Dataset entries -
####

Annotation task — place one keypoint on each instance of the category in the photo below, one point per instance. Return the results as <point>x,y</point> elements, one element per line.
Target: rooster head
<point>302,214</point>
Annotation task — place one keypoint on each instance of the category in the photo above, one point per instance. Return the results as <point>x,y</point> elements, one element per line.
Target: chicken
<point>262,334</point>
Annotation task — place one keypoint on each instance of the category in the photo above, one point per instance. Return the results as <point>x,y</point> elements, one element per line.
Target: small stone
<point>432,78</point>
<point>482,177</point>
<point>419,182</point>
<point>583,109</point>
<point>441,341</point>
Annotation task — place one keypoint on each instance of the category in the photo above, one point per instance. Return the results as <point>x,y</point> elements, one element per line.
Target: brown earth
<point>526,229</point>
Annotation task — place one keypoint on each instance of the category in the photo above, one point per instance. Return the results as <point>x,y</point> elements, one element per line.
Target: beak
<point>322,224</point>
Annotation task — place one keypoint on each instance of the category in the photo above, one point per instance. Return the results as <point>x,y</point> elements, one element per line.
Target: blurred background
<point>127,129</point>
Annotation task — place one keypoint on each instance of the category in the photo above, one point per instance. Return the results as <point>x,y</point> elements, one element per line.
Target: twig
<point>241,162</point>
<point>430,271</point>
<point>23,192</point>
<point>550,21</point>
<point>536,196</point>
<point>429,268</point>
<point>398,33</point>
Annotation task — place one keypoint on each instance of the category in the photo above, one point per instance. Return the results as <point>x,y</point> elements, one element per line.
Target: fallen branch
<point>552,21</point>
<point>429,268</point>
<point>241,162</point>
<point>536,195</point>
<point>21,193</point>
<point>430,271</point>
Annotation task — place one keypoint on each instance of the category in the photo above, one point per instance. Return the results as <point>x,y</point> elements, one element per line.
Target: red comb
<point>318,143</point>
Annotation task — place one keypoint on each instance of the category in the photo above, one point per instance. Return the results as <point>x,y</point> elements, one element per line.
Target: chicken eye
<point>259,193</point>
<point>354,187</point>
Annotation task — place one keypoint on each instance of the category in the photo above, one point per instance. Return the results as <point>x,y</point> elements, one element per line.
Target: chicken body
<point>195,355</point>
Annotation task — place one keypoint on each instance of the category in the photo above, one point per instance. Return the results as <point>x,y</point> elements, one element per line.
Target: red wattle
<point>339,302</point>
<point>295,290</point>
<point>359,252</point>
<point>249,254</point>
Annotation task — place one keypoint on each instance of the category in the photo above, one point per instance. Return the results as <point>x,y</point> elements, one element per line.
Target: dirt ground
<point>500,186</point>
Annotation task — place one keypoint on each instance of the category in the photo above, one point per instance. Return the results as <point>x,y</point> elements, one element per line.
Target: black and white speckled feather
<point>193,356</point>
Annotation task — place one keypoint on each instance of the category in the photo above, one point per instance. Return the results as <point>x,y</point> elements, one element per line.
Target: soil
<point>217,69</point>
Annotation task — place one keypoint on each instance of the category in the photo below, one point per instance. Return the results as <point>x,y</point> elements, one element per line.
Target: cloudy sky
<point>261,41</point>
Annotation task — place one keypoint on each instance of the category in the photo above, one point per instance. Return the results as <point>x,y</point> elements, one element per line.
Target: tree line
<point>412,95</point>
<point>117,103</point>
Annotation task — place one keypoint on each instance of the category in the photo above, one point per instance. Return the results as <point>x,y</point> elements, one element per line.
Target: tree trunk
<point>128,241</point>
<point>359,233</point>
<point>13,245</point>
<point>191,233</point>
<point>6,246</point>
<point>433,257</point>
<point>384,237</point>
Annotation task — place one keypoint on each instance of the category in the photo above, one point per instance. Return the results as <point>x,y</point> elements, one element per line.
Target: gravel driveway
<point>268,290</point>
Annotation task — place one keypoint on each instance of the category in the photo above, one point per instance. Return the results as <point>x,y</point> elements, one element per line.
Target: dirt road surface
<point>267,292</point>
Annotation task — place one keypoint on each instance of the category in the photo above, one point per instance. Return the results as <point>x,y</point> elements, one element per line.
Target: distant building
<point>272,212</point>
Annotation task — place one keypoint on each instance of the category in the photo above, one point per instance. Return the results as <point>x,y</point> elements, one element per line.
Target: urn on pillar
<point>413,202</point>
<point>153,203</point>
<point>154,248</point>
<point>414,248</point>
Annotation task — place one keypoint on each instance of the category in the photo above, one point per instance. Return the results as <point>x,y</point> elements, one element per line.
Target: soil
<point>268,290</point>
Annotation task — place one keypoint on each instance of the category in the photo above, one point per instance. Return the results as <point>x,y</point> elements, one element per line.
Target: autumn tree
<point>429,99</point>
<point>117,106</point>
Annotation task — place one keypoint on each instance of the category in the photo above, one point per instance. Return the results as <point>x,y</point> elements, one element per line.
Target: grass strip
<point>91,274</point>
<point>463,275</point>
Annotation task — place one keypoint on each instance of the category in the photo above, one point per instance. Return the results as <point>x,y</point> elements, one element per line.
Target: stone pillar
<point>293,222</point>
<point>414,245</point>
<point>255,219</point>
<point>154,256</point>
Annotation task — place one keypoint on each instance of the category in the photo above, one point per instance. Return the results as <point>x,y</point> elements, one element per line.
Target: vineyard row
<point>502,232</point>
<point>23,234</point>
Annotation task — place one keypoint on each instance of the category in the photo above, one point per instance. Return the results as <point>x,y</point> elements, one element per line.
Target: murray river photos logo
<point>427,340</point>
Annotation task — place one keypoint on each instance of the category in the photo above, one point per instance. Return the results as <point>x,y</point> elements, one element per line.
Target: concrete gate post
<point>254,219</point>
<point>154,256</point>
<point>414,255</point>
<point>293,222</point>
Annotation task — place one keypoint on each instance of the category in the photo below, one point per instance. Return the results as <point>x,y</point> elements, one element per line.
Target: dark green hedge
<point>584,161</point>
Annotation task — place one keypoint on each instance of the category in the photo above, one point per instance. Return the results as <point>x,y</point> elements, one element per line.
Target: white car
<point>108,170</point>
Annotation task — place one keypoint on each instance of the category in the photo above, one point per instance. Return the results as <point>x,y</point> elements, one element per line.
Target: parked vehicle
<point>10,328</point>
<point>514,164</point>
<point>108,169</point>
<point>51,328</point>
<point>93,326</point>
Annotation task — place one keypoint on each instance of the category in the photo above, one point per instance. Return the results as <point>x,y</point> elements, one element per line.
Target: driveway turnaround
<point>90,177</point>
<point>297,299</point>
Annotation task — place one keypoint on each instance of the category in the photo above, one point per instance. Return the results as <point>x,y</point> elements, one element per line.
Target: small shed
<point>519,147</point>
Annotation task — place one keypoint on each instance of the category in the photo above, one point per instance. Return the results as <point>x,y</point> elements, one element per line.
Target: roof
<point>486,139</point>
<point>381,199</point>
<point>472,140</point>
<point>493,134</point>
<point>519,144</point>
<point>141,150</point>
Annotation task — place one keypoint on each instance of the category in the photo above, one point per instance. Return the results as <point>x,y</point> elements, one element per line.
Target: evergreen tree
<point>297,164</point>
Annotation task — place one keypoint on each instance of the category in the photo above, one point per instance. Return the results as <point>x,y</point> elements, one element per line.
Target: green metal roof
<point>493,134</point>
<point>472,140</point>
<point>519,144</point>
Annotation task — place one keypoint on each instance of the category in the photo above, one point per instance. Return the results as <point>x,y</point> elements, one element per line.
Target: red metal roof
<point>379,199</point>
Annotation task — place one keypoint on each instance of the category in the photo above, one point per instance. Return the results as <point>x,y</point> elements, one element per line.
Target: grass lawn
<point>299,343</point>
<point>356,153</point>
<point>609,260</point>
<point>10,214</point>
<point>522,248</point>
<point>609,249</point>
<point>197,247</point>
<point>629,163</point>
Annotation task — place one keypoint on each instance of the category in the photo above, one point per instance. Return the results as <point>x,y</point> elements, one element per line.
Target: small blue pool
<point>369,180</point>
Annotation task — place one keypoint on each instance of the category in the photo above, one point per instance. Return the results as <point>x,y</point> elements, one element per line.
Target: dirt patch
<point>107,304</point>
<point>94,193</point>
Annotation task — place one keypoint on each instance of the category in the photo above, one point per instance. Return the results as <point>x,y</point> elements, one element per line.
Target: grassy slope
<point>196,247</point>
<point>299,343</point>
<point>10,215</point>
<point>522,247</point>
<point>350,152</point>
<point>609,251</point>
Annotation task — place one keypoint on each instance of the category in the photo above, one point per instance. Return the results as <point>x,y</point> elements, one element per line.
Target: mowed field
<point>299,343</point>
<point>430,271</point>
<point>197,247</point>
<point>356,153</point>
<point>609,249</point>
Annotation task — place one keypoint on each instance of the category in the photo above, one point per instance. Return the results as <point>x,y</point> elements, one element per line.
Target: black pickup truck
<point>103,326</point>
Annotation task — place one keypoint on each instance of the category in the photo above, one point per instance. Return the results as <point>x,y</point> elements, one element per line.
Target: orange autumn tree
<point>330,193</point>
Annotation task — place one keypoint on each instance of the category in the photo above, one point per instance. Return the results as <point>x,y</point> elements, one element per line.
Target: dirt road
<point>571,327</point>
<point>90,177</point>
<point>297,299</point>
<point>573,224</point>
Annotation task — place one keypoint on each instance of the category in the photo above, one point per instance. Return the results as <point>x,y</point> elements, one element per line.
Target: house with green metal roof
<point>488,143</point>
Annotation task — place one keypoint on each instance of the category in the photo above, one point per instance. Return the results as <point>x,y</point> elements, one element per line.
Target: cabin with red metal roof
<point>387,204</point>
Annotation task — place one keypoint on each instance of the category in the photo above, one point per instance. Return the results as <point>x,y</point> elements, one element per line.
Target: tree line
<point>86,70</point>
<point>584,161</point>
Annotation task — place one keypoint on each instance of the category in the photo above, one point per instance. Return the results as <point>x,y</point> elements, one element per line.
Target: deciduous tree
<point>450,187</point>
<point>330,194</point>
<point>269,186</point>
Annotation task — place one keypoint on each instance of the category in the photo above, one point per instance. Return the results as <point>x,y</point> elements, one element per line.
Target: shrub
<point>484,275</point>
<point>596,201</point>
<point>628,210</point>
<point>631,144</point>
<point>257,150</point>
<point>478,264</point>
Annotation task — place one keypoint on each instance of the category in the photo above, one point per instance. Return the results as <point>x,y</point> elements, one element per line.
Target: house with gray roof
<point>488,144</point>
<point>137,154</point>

####

TASK STATEMENT - From the records above, keep only the lines that contain the string "white" and copy each of them. The match is case-sensitive.

SOLUTION FOR THIS PROBLEM -
Target: black and white speckled feather
Target: white car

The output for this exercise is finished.